= Extract provided =
* Begin *

Thinking of applying for your first loan? Confused by all the offers and sweet loan deals you keep seeing in the papers or online? Notwithstanding the type of financing facility you want to apply for (like a personal, home or vehicle loan), it’s very important that you do the due diligence before signing on the dotted line.

So, in a bid to help you make informed decisions, let’s take a look at some of the crucial aspects of taking a loan for the first time, and also discuss some prudent financial practices to ensure you make the most of the money you borrow.

So, Do You Really Need A Loan?

This has to be the first question you ask yourself when you’re thinking of applying for a loan. If it’s a home loan, you probably need it as a majority of people are unlikely to buy a home through their own savings. But if you’re thinking of a personal loan, you need to evaluate the situation more closely. Just because a bank tells you that you have a mega loan pre-approved especially for you, you don’t have to jump at it.

* End *

= Aim a =
From the rows below, pick out and copy every line that holds the string "green", treating uppercase and lowercase as different.

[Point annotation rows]
* Begin *

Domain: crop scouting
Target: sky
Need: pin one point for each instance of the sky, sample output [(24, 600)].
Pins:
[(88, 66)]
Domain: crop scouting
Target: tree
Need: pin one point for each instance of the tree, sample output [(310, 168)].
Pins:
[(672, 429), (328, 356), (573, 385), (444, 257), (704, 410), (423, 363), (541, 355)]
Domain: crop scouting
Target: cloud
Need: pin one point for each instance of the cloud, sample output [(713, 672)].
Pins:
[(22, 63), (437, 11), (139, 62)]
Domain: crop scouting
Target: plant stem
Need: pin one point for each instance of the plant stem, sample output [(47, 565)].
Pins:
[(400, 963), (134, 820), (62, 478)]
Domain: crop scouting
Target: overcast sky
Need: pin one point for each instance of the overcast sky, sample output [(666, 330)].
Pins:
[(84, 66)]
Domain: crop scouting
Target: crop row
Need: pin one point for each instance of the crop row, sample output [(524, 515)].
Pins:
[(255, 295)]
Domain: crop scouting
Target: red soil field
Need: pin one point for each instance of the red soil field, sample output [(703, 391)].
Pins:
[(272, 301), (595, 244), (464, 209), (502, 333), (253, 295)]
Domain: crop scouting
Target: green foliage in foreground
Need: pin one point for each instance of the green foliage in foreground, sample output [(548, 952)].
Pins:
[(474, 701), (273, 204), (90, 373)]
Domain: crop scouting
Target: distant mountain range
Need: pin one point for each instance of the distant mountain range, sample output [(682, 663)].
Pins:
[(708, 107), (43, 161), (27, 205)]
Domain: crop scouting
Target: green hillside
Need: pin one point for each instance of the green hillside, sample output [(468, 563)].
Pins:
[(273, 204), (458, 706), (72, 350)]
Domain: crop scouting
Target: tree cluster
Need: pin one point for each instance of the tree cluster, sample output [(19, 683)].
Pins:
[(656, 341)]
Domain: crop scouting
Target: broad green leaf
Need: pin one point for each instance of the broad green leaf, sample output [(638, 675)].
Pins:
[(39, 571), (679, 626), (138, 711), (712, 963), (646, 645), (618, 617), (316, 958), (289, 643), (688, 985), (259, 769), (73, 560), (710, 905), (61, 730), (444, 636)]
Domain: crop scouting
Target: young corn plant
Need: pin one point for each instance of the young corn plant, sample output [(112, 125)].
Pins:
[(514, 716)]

* End *

= Aim b =
Duplicate the passage above on first-time loans word for word, from its first line to its last.

= Worked answer a =
Target: green foliage in foreground
Need: pin one point for each instance of the green foliage in foreground, sample output [(548, 952)].
Target: green hillside
Need: pin one point for each instance of the green hillside, sample output [(468, 563)].
Target: broad green leaf
Need: pin one point for each instance of the broad green leaf, sample output [(638, 675)].

= Worked answer b =
Thinking of applying for your first loan? Confused by all the offers and sweet loan deals you keep seeing in the papers or online? Notwithstanding the type of financing facility you want to apply for (like a personal, home or vehicle loan), it’s very important that you do the due diligence before signing on the dotted line.

So, in a bid to help you make informed decisions, let’s take a look at some of the crucial aspects of taking a loan for the first time, and also discuss some prudent financial practices to ensure you make the most of the money you borrow.

So, Do You Really Need A Loan?

This has to be the first question you ask yourself when you’re thinking of applying for a loan. If it’s a home loan, you probably need it as a majority of people are unlikely to buy a home through their own savings. But if you’re thinking of a personal loan, you need to evaluate the situation more closely. Just because a bank tells you that you have a mega loan pre-approved especially for you, you don’t have to jump at it.